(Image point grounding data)
####################

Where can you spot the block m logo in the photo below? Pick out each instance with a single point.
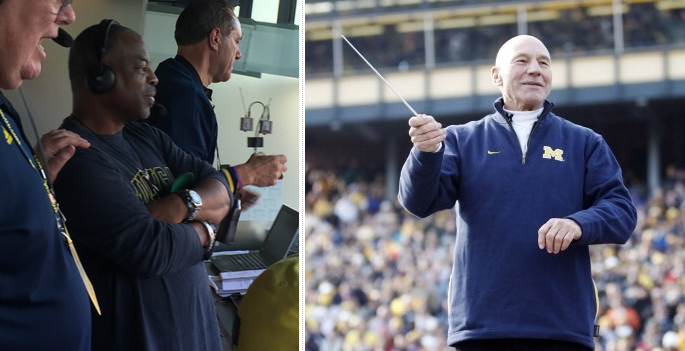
(557, 154)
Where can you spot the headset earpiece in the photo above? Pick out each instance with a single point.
(100, 78)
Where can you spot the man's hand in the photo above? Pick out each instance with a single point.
(248, 198)
(59, 146)
(262, 169)
(426, 134)
(557, 234)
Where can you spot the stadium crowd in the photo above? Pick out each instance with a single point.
(575, 31)
(377, 277)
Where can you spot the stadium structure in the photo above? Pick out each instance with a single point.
(376, 277)
(617, 64)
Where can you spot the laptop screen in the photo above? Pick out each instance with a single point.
(280, 237)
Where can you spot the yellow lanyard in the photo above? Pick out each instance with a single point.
(59, 216)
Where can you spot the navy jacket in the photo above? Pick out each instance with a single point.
(502, 284)
(190, 120)
(149, 275)
(43, 302)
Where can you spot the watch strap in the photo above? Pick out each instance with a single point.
(209, 248)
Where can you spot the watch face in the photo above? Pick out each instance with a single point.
(195, 197)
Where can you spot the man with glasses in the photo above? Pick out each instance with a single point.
(43, 302)
(207, 34)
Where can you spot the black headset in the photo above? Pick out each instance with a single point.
(100, 78)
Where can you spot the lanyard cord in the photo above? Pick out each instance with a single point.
(128, 159)
(59, 216)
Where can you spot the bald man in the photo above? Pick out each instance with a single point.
(533, 192)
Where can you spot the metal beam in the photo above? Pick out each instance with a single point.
(286, 11)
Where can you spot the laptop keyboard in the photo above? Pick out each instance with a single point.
(247, 262)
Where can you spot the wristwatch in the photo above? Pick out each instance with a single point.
(192, 200)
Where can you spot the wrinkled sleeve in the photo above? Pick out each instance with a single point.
(609, 215)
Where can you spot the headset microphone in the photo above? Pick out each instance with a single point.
(159, 109)
(63, 38)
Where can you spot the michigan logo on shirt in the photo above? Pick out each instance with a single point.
(159, 176)
(556, 154)
(8, 136)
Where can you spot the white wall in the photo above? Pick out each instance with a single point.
(49, 95)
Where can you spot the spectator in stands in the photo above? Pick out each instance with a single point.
(534, 191)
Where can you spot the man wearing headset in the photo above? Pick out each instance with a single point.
(141, 243)
(43, 301)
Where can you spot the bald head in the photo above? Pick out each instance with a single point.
(523, 72)
(513, 45)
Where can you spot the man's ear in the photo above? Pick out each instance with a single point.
(496, 77)
(214, 38)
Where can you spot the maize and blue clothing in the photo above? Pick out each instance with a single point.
(502, 284)
(43, 302)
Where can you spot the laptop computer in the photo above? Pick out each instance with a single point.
(275, 247)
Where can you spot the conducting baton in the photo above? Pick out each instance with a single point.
(381, 77)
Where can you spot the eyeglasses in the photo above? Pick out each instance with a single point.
(64, 5)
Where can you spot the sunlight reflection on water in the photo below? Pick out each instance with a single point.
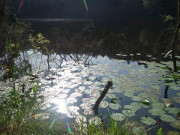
(61, 105)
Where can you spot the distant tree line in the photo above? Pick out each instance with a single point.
(97, 8)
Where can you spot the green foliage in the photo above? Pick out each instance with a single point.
(160, 131)
(40, 43)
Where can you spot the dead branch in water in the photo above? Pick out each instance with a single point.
(103, 94)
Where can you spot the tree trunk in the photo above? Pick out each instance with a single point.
(175, 38)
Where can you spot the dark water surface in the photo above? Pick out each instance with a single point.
(87, 54)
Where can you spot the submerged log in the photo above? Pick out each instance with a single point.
(103, 94)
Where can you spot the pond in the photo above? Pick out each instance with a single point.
(86, 56)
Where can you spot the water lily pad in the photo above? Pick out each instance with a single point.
(114, 106)
(157, 111)
(176, 99)
(176, 124)
(103, 104)
(136, 98)
(174, 87)
(146, 102)
(148, 120)
(172, 110)
(139, 130)
(118, 116)
(167, 102)
(167, 118)
(110, 96)
(95, 120)
(157, 105)
(128, 113)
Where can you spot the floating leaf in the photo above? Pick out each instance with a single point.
(157, 111)
(176, 124)
(118, 116)
(114, 106)
(167, 102)
(174, 87)
(139, 130)
(167, 118)
(176, 99)
(103, 104)
(146, 102)
(136, 98)
(148, 120)
(112, 101)
(158, 105)
(95, 120)
(128, 113)
(172, 110)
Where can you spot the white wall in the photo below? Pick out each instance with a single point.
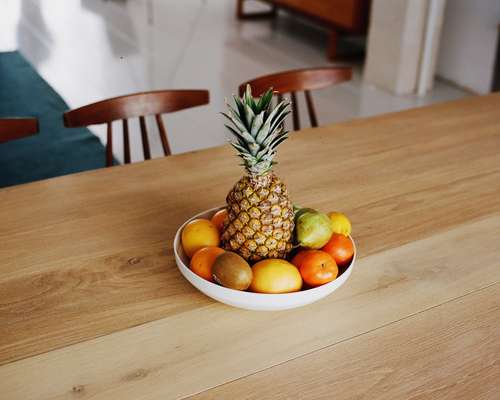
(468, 43)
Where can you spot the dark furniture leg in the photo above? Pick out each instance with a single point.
(332, 45)
(240, 12)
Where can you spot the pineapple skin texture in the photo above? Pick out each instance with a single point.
(260, 218)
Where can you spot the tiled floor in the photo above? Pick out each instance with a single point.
(93, 49)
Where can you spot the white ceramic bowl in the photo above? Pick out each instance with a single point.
(249, 300)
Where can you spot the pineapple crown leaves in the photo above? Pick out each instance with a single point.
(257, 129)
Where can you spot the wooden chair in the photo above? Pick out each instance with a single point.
(17, 128)
(132, 106)
(299, 80)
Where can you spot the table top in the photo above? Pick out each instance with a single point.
(93, 306)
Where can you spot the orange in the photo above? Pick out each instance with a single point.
(197, 234)
(318, 267)
(202, 261)
(275, 276)
(219, 218)
(340, 247)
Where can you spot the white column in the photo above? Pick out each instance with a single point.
(395, 41)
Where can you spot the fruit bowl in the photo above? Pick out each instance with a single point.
(249, 300)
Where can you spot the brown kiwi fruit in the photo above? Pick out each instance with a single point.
(232, 271)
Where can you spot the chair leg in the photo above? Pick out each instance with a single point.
(240, 12)
(332, 45)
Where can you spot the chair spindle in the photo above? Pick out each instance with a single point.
(109, 145)
(295, 112)
(145, 140)
(163, 135)
(310, 109)
(126, 142)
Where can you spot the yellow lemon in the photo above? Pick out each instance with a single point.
(275, 276)
(197, 234)
(340, 223)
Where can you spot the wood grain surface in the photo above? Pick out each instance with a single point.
(398, 361)
(92, 305)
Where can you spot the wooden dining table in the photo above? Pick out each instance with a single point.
(92, 305)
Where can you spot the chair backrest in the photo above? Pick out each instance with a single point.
(296, 81)
(17, 128)
(133, 106)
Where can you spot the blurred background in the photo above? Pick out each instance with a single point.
(405, 53)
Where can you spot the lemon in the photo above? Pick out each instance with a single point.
(275, 276)
(340, 223)
(197, 234)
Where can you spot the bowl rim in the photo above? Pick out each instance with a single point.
(252, 295)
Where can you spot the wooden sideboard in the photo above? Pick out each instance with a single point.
(346, 16)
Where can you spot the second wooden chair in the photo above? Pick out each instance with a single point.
(296, 81)
(133, 106)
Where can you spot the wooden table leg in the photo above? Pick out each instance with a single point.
(332, 45)
(240, 12)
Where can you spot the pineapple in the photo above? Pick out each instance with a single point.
(260, 214)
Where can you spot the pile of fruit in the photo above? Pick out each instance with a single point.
(321, 247)
(259, 242)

####################

Directions: Copy the entries above faithfully and omit every image.

Task response:
Where can you spot the block m logo in the photo below? Pick out each instance with a single point.
(557, 154)
Where can you spot the headset earpiece in the photo above? Pick out each instance with a single point.
(100, 78)
Where can you spot the man's hand in the photo above? Pick out each instance with a single point.
(248, 198)
(59, 146)
(262, 169)
(426, 134)
(557, 234)
Where can you spot the stadium crowd in the photo above? Pick out each instance with a single point.
(575, 31)
(377, 277)
Where can you spot the stadium structure in the photo above? Pick out each instance with a single point.
(376, 277)
(617, 64)
Where can you spot the laptop screen in the photo above? Pick out each instance with a single point.
(280, 237)
Where can you spot the yellow lanyard in the photo above? Pick out each instance with a single point.
(59, 216)
Where can you spot the navy jacket in the photo above? Pick out each instance with a single point.
(502, 284)
(190, 120)
(149, 275)
(43, 302)
Where can you spot the watch strap in the photo above? Pick out each instance with a single point.
(209, 248)
Where can you spot the watch face in the photo above? Pick out each instance with a single point.
(195, 197)
Where can you spot the man with glasses in the photo above? Pick out each instance with a single point.
(43, 302)
(207, 34)
Where can you spot the black headset in the photo above? Pick out each instance with a single point.
(100, 78)
Where can you spot the lanyard cord in the photo above? Pick out each instance with a single point.
(128, 159)
(59, 216)
Where can you spot the bald man in the photo above? Pick out each instance with a single point.
(533, 192)
Where can you spot the metal beam in the photo above? Pick out each instance with a single point.
(286, 11)
Where can you spot the laptop keyboard in the photo above? Pick out each instance with a single point.
(247, 262)
Where can you spot the wristwatch in the photo above? Pick out each instance with a single point.
(192, 200)
Where can you spot the wrinkled sleeve in the photo above? Pick out each instance with a single point.
(609, 215)
Where can you spot the headset microphone in the photo above? Pick out each instance with a single point.
(159, 109)
(63, 38)
Where can you spot the michigan logo on shirt in the photo above? Pick out each instance with a single point.
(159, 176)
(556, 154)
(8, 136)
Where can you spot the white wall in the photo above? Pick out each instance with a single point.
(49, 95)
Where can you spot the spectator in stands in the photo above? Pick out each instance with a single point.
(534, 191)
Where can you spot the man wearing headset in the photo above? Pick out each instance with a single point.
(141, 243)
(43, 301)
Where can you spot the bald head in the photo above? Pick out each instance with a single point.
(523, 72)
(513, 45)
Where can you spot the man's ear in the photo above? Pick out each instance with a single point.
(496, 77)
(214, 38)
Where can you spot the maize and blue clothing in the photo above? Pick out each instance with a single point.
(502, 284)
(43, 302)
Where can you spot the laptop computer in the photo above? Pick out each instance with a single point.
(275, 247)
Where can you spot the conducting baton in the photo above? Pick out each instance with a single point.
(381, 77)
Where can you spot the eyeglasses in the photo above? Pick out each instance with a single point.
(64, 5)
Where can you spot the sunlight reflection on water in the photo below? Pick out each instance with a single point.
(61, 105)
Where can you spot the distant tree line in the photo above? Pick out each instance with a single point.
(97, 8)
Where can you spot the green foliage in the photo above? Pick out each instance with a single point.
(160, 131)
(40, 43)
Where can you spot the dead branch in water in the photo above? Pick out each instance with a single point.
(103, 94)
Where can you spot the tree trunk in the photo above? Pick out each instance with a single point.
(175, 38)
Where can you spot the dark water surface in the photo above? Pick out each instance with a single point.
(87, 54)
Where can you spot the submerged log in the photo above? Pick out each instance with a single point.
(103, 94)
Where can you spot the pond in the photo above? Pick out each instance with a single point.
(86, 56)
Where can you spot the water lily pad in the photo above? Pick out each instance with a single point.
(114, 106)
(157, 111)
(176, 99)
(176, 124)
(103, 104)
(136, 98)
(174, 87)
(146, 102)
(148, 120)
(172, 110)
(139, 130)
(118, 116)
(167, 102)
(167, 118)
(110, 96)
(95, 120)
(157, 105)
(128, 113)
Where can you spot the floating leaf in the photo above? Pick out each instance with a single point.
(157, 111)
(176, 124)
(118, 116)
(114, 106)
(167, 102)
(174, 87)
(139, 130)
(167, 118)
(176, 99)
(103, 104)
(146, 102)
(136, 98)
(148, 120)
(112, 101)
(158, 105)
(95, 120)
(128, 113)
(172, 110)
Where can you spot the white wall in the photo below? Pick out each instance with a single point.
(468, 43)
Where can you spot the dark furniture leg in the photo above? Pick out each instance with a single point.
(332, 45)
(240, 12)
Where can you spot the pineapple skin texture in the photo above? Pick out each instance with a single point.
(260, 218)
Where can you spot the tiled floor in the photo above? Pick out each instance with a single point.
(93, 49)
Where can you spot the white ceramic bowl in the photo above? Pick out each instance with a single point.
(249, 300)
Where can you spot the pineapple crown leaves in the photo above? Pick out each instance with a single point.
(257, 129)
Where can you spot the wooden chair in the photo above? Pick out each instance with a single point.
(17, 128)
(132, 106)
(299, 80)
Where can you spot the table top in the photo above? Pick out each instance with a single point.
(93, 306)
Where can you spot the orange in the photo above? Pick out each instance with a single point.
(197, 234)
(318, 267)
(202, 261)
(275, 276)
(219, 218)
(340, 247)
Where can you spot the white column in the photo above? Pick out each instance with a single point.
(395, 41)
Where can you spot the fruit bowl in the photo above? Pick out each instance with a single point.
(249, 300)
Where can you spot the brown kiwi fruit in the photo above? Pick out each instance with a single point.
(232, 271)
Where can you spot the chair leg in the photo above? Pick out each instance with a single point.
(240, 12)
(332, 45)
Where can you spot the chair spindle in the photo above? Pick out each instance with a single point.
(109, 145)
(295, 112)
(145, 140)
(163, 135)
(310, 109)
(126, 142)
Where can you spot the yellow lemon in the photo above? Pick out each instance with a single point.
(275, 276)
(197, 234)
(340, 223)
Where can you spot the wood grain surface in the photo above? Pick out each instance with a single point.
(398, 361)
(92, 305)
Where can you spot the wooden dining table in the photo above? Pick out each instance with a single point.
(92, 305)
Where can you spot the chair backrest in the photo above? Pick out each instance with a single point.
(296, 81)
(17, 128)
(133, 106)
Where can you spot the blurred background in the photo above? Pick out each instance with a single point.
(405, 53)
Where can you spot the lemon in the photo above? Pick out each instance with a single point.
(275, 276)
(340, 223)
(197, 234)
Where can you spot the bowl rim in the photo above? Pick out each instance with a single point.
(252, 295)
Where can you spot the wooden sideboard in the photo above? Pick out each instance with a single point.
(346, 16)
Where can you spot the second wooden chair in the photo above? Pick out each instance with a single point.
(296, 81)
(133, 106)
Where can you spot the wooden table leg in the photo above? Pick out each instance with a single point.
(332, 45)
(240, 12)
Where can you spot the pineapple in the photo above? Pick out each instance with a single point.
(260, 214)
Where can you spot the pile of fruit in the photo above? Pick out each instance with a single point.
(321, 247)
(259, 242)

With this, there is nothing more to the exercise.